## What you need to do
Reproduce the piece below on Ireland's technology sector word for word, in full.

--- Passage for review ---

The only area of economic activity that promises real growth in the absence of an extensive manufacturing base in any of the world’s economies is technology. Fortunately, Ireland’s tech sector is extraordinarily well-placed to take advantage of the opportunities that are available. According to ICT Ireland, over 75,000 people are employed in the ICT area which is responsible for approximately 25% of Ireland’s total turnover and represents one third of Ireland’s exports by value. Employment alone has grown by 6% in this area this year and there is still the promise of more to come.
Michael Martin is manager of the Irish Software Innovation Network. One of ISIN’s main tasks is to act as a matchmaking service between university research institutes and business. As Michael explains, “We have a good history and a good base of knowledge in the [tech and software] areas and now we have to build on that in a fast-changing industry.
Just recently, Craig Barrett, ex-CEO of Intel, spoke about the need for closer ties between the public and private sector. How do you see the two fitting together?
“Technologies are changing all the time and it is difficult for smaller companies to keep up-to-date. On the other hand, we have this huge database of knowledge in our universities which have been well-funded for the last ten years and there is a great opportunity for these companies to tap into that, make use of that technology and get ahead of the competition.
“The challenge is to make companies aware of what is happening. And then to make sure that we can find the right match for that company.
“So, we got all the different software associations together. We looked at the issue from the point of view of: Can we help companies? Can we facilitate companies in posting information about jobs that are there to create more awareness in this area? How to get more students to pick [maths and science] as subjects – particularly with career guidance teachers to make them aware that this is an area that is doing very well. We are looking at ways to increase awareness of this area and facilitate companies to fill those jobs.”

--- Data records ---

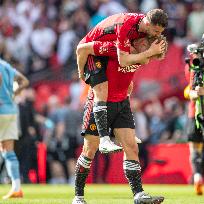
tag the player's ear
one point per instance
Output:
(146, 21)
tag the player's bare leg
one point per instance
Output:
(101, 118)
(12, 167)
(83, 165)
(131, 166)
(196, 161)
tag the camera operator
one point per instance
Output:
(194, 132)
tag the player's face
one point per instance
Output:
(154, 30)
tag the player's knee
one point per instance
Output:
(89, 151)
(131, 150)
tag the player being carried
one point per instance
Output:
(120, 121)
(121, 29)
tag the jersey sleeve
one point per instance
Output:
(105, 49)
(123, 42)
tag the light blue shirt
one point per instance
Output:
(7, 72)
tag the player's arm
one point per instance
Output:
(93, 48)
(82, 53)
(125, 58)
(22, 82)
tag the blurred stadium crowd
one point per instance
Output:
(39, 37)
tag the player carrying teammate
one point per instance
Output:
(121, 29)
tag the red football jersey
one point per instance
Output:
(190, 77)
(121, 28)
(119, 78)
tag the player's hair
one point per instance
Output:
(158, 17)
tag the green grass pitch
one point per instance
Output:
(101, 194)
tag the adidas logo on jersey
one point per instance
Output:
(130, 68)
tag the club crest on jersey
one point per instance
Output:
(98, 65)
(93, 127)
(130, 68)
(103, 49)
(127, 43)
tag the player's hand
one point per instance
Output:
(81, 76)
(157, 47)
(145, 61)
(200, 90)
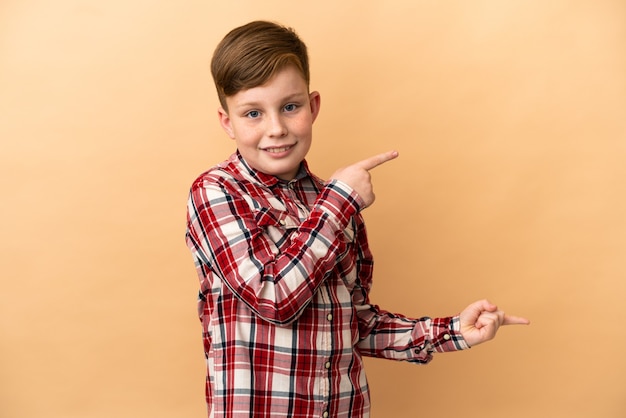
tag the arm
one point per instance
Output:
(229, 238)
(393, 336)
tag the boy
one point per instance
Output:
(282, 256)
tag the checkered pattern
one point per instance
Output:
(285, 271)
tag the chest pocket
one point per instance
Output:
(277, 225)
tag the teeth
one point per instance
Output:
(281, 149)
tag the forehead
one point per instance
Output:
(287, 83)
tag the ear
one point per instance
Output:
(225, 121)
(314, 103)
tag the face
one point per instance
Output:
(272, 124)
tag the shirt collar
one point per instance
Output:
(271, 181)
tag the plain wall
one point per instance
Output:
(510, 118)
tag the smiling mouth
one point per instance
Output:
(276, 150)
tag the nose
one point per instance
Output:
(276, 126)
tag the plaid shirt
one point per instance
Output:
(285, 271)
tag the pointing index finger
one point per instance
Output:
(376, 160)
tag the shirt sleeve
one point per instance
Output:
(393, 336)
(226, 235)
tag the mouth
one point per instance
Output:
(278, 150)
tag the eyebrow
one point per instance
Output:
(287, 98)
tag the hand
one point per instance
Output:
(480, 322)
(357, 175)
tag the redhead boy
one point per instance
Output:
(282, 256)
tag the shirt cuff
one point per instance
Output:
(446, 335)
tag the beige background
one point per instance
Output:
(510, 120)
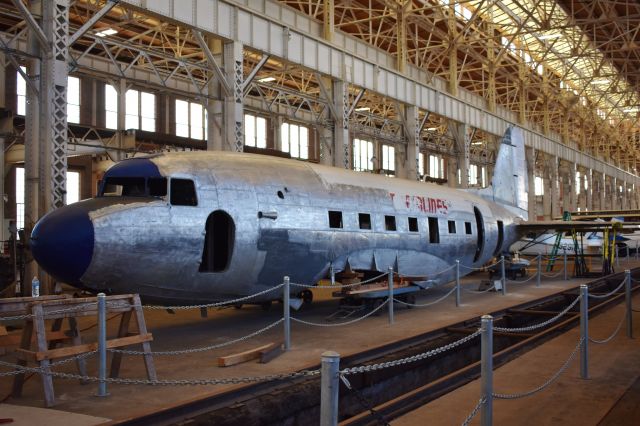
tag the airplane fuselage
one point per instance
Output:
(201, 226)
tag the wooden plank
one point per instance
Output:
(272, 352)
(80, 349)
(226, 361)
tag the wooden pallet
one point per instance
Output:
(70, 309)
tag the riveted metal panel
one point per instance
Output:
(205, 14)
(310, 53)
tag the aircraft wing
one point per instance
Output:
(577, 225)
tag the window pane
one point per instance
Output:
(261, 132)
(73, 187)
(284, 137)
(182, 114)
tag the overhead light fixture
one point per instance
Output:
(107, 32)
(549, 36)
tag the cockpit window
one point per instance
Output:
(134, 187)
(183, 193)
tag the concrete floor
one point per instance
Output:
(186, 329)
(613, 369)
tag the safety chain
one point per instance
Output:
(615, 332)
(364, 402)
(545, 384)
(522, 281)
(414, 358)
(611, 293)
(216, 304)
(370, 280)
(317, 324)
(59, 311)
(196, 350)
(168, 382)
(539, 325)
(492, 287)
(475, 410)
(422, 305)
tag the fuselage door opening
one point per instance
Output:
(219, 240)
(480, 234)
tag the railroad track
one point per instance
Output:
(382, 395)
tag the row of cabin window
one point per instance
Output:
(364, 221)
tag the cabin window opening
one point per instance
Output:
(480, 228)
(434, 232)
(218, 242)
(157, 187)
(183, 193)
(452, 226)
(335, 219)
(500, 238)
(124, 187)
(390, 223)
(467, 228)
(364, 219)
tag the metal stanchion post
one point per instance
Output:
(390, 295)
(102, 345)
(504, 277)
(584, 331)
(486, 370)
(329, 388)
(457, 283)
(627, 291)
(287, 316)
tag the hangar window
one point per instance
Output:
(295, 140)
(434, 232)
(390, 223)
(183, 193)
(218, 242)
(364, 220)
(335, 219)
(452, 226)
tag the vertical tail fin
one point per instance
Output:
(509, 184)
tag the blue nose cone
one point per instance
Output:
(62, 243)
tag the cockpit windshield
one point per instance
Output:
(134, 187)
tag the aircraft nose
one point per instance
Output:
(62, 243)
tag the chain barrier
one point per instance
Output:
(522, 281)
(215, 304)
(414, 358)
(364, 402)
(19, 369)
(475, 410)
(546, 384)
(422, 305)
(615, 332)
(539, 325)
(201, 349)
(317, 324)
(611, 293)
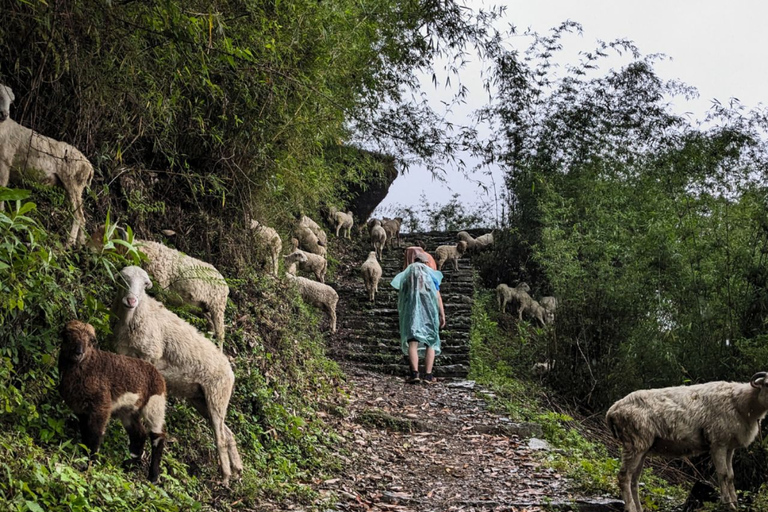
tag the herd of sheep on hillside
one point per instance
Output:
(159, 353)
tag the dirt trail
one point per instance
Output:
(418, 447)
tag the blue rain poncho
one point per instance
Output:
(418, 307)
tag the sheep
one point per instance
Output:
(475, 243)
(535, 310)
(193, 367)
(446, 253)
(271, 244)
(378, 238)
(317, 294)
(392, 227)
(371, 271)
(518, 294)
(307, 262)
(681, 421)
(97, 384)
(306, 222)
(25, 154)
(342, 221)
(308, 241)
(550, 304)
(196, 282)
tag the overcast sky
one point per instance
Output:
(720, 48)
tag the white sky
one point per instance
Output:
(721, 48)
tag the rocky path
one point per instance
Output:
(436, 448)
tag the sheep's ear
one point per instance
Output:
(758, 379)
(9, 93)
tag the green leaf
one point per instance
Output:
(13, 194)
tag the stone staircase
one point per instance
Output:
(369, 335)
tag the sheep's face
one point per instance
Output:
(6, 98)
(296, 257)
(77, 340)
(134, 283)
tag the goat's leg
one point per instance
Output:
(234, 456)
(137, 436)
(720, 460)
(731, 485)
(629, 477)
(92, 428)
(154, 418)
(636, 484)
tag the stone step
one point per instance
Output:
(439, 371)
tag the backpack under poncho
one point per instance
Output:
(418, 307)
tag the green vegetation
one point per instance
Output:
(197, 118)
(278, 361)
(501, 363)
(649, 227)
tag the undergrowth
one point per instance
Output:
(283, 379)
(502, 360)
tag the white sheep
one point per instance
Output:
(343, 221)
(506, 294)
(716, 417)
(270, 244)
(307, 262)
(25, 154)
(309, 241)
(453, 253)
(392, 227)
(318, 294)
(535, 310)
(191, 364)
(550, 304)
(196, 282)
(371, 271)
(378, 238)
(475, 243)
(306, 222)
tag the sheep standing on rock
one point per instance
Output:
(475, 243)
(342, 221)
(378, 238)
(25, 154)
(392, 227)
(196, 282)
(308, 241)
(318, 294)
(716, 417)
(97, 384)
(371, 271)
(453, 253)
(193, 367)
(307, 262)
(505, 294)
(550, 304)
(270, 245)
(308, 223)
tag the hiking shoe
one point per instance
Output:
(413, 378)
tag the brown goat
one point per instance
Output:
(96, 384)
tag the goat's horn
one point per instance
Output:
(758, 379)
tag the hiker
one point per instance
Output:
(421, 312)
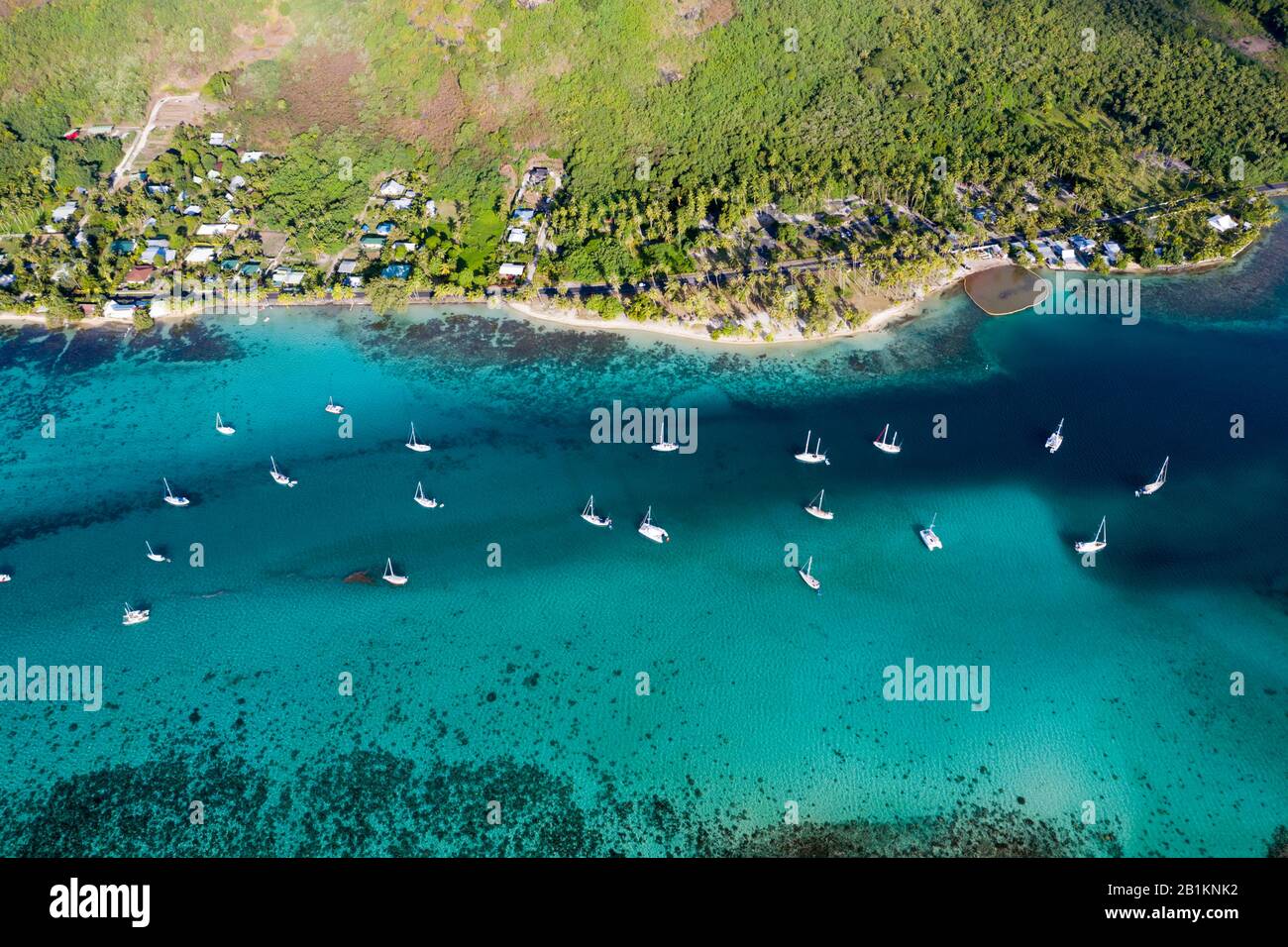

---

## Solved exercise
The only area of economic activity that promises real growth in the absence of an extensive manufacturing base in any of the world’s economies is technology. Fortunately, Ireland’s tech sector is extraordinarily well-placed to take advantage of the opportunities that are available. According to ICT Ireland, over 75,000 people are employed in the ICT area which is responsible for approximately 25% of Ireland’s total turnover and represents one third of Ireland’s exports by value. Employment alone has grown by 6% in this area this year and there is still the promise of more to come.
Michael Martin is manager of the Irish Software Innovation Network. One of ISIN’s main tasks is to act as a matchmaking service between university research institutes and business. As Michael explains, “We have a good history and a good base of knowledge in the [tech and software] areas and now we have to build on that in a fast-changing industry.
Just recently, Craig Barrett, ex-CEO of Intel, spoke about the need for closer ties between the public and private sector. How do you see the two fitting together?
“Technologies are changing all the time and it is difficult for smaller companies to keep up-to-date. On the other hand, we have this huge database of knowledge in our universities which have been well-funded for the last ten years and there is a great opportunity for these companies to tap into that, make use of that technology and get ahead of the competition.
“The challenge is to make companies aware of what is happening. And then to make sure that we can find the right match for that company.
“So, we got all the different software associations together. We looked at the issue from the point of view of: Can we help companies? Can we facilitate companies in posting information about jobs that are there to create more awareness in this area? How to get more students to pick [maths and science] as subjects – particularly with career guidance teachers to make them aware that this is an area that is doing very well. We are looking at ways to increase awareness of this area and facilitate companies to fill those jobs.”